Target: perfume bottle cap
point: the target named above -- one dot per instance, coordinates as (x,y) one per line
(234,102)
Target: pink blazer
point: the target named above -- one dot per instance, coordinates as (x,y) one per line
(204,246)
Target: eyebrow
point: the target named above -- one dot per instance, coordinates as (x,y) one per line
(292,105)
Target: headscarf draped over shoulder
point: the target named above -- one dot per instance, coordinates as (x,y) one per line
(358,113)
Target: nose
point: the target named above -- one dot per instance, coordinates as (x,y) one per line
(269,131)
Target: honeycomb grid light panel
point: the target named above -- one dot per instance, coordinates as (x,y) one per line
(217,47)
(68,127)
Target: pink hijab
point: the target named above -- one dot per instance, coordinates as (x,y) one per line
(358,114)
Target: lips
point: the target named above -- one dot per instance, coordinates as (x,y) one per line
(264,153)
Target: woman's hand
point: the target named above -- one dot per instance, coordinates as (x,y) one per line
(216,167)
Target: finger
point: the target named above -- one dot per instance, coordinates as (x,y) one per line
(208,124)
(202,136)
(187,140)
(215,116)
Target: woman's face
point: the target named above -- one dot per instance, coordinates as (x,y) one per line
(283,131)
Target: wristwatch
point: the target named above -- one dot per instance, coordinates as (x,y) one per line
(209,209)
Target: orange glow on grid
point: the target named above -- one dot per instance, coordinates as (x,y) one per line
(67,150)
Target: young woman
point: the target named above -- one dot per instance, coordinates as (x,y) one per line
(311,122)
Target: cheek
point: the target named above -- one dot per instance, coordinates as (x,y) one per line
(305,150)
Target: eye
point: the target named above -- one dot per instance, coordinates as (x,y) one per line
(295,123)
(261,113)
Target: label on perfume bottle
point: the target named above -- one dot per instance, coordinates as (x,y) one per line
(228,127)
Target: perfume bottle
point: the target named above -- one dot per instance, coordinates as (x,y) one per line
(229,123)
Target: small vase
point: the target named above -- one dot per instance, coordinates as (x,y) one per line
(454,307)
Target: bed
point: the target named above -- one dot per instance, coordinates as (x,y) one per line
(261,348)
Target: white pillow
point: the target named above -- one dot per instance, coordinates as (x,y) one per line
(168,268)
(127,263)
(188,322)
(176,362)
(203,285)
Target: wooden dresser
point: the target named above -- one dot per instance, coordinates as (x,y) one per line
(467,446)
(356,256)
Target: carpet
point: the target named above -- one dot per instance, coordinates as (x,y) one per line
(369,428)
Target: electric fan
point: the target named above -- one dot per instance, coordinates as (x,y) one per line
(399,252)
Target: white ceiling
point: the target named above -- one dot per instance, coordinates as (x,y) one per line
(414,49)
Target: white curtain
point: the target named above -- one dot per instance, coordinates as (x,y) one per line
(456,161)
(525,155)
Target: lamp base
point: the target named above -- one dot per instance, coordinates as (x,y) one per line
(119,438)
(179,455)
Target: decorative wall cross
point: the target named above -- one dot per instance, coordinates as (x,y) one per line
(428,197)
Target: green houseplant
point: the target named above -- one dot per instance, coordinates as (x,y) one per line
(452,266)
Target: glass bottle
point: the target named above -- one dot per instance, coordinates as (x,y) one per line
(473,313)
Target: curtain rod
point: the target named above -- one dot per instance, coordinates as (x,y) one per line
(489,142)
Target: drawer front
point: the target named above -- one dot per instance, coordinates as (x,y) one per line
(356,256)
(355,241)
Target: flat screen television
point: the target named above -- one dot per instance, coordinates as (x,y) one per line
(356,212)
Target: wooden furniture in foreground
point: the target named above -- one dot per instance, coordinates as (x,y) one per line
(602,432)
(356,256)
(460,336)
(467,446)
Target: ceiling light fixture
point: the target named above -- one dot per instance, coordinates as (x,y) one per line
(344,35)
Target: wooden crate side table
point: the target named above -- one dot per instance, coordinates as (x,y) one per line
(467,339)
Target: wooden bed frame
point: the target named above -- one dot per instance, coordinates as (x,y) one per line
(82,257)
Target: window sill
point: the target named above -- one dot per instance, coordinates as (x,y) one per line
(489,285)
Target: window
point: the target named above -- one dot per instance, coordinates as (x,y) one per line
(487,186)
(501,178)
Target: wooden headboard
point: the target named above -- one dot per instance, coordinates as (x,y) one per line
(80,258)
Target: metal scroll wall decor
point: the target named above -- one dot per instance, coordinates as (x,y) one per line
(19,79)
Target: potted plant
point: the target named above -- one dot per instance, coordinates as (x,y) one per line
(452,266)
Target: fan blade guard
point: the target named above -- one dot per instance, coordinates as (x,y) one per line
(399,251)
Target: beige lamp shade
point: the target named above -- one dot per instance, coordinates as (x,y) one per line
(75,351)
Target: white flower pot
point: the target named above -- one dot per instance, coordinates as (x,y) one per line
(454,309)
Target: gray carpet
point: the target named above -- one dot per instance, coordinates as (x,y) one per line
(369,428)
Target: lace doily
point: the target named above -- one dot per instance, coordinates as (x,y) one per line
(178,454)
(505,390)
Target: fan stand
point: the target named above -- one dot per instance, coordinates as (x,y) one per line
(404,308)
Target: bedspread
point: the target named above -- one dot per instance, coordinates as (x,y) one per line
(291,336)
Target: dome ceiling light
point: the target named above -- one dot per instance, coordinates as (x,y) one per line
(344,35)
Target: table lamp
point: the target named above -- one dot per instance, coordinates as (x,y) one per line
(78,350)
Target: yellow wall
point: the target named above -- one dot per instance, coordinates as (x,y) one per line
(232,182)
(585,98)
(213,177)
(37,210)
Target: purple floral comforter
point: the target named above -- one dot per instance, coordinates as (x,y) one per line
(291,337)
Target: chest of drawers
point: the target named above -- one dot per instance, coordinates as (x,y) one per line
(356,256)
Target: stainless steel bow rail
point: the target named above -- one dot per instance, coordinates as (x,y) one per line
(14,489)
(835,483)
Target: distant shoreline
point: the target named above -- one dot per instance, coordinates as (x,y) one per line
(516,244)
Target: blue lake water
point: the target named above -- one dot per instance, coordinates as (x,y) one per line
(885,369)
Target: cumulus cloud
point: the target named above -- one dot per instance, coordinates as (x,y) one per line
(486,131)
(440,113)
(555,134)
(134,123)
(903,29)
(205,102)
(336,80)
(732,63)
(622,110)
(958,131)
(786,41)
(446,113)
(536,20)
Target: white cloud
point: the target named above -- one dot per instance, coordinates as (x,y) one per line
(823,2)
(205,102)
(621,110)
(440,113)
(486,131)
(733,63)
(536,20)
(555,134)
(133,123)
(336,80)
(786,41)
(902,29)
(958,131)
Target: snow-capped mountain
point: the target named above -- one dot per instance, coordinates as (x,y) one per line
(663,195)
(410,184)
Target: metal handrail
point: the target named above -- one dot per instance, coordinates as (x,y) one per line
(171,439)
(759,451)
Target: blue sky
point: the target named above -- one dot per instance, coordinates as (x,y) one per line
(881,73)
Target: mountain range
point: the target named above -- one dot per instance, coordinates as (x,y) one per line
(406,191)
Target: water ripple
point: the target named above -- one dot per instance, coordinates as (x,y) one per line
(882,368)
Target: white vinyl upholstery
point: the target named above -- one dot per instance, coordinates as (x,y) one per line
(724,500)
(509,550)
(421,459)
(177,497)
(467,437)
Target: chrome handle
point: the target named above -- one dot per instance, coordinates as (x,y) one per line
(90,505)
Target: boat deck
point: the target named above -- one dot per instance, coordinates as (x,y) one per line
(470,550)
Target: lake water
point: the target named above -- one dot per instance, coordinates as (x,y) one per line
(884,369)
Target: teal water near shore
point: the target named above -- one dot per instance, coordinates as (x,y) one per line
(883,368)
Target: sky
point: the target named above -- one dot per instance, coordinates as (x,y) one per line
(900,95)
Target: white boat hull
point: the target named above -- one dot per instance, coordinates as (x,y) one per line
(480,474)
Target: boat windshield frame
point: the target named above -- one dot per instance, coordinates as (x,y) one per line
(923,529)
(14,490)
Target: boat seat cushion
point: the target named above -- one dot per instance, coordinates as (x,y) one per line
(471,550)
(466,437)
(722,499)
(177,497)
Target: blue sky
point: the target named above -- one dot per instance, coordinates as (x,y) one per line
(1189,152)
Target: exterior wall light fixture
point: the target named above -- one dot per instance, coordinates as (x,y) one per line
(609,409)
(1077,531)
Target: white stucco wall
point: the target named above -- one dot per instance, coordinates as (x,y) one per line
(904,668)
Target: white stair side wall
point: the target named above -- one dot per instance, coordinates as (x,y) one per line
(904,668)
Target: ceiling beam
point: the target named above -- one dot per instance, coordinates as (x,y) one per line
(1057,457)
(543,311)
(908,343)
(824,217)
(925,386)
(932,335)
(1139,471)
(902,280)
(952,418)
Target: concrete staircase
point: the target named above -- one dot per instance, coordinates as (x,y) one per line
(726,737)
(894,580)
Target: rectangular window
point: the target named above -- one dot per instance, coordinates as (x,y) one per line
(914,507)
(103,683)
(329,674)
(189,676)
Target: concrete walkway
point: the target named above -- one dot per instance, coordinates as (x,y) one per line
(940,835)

§ §

▶ [WHAT TO WORK ON]:
Exactly as written, give the line containing "Target: lake water" and all remaining lines of the records.

▶ [RESULT FOR THIS EXERCISE]:
Target: lake water
point: the target named above -- one dot per instance, coordinates as (x,y) one per line
(884,369)
Target: teal water near shore
point: the target named above -- one dot per instance, coordinates as (x,y) one per line
(883,368)
Target: sky
point: the target named above -- one dot per instance, coordinates as (x,y) one per line
(900,95)
Target: white boat hull
point: the target named above -- one dot per instance, coordinates as (x,y) one per line
(480,474)
Target: boat windshield frame
point: the target named above -- one dot per instance, coordinates as (x,y) one per line
(923,529)
(14,490)
Target: boat seat cushion
point: the target named above -- one dot per instance, coordinates as (x,y) one per line
(471,550)
(466,437)
(722,499)
(177,497)
Target: blue sky
point: the target named above -- one dot per instance, coordinates as (x,y) one per line
(1189,152)
Target: exterior wall light fixture
point: the target named above -- one dot per instance, coordinates as (x,y) one per line
(609,409)
(1077,531)
Target: white stucco wall
point: the target named above -- one dot per instance, coordinates as (x,y) one per line
(904,668)
Target: white stair side wall
point: the target named above -- one dot per instance, coordinates as (x,y) one per line
(904,668)
Target: ceiling beam
point: the target named above -- one dot per instance, coordinates as (x,y) one per line
(1057,457)
(543,311)
(908,343)
(824,217)
(925,386)
(932,335)
(1139,471)
(902,280)
(952,418)
Target: concrete staircase
point: the target named above -- one dot per instance, coordinates as (x,y) one per line
(726,737)
(894,580)
Target: rectangular window
point: the target named above -- one dot per instance, coordinates as (x,y) one per line
(914,507)
(103,683)
(329,674)
(189,676)
Target: concrete walkway
point: the target named above -- one dot per instance, coordinates as (x,y) one per line
(940,835)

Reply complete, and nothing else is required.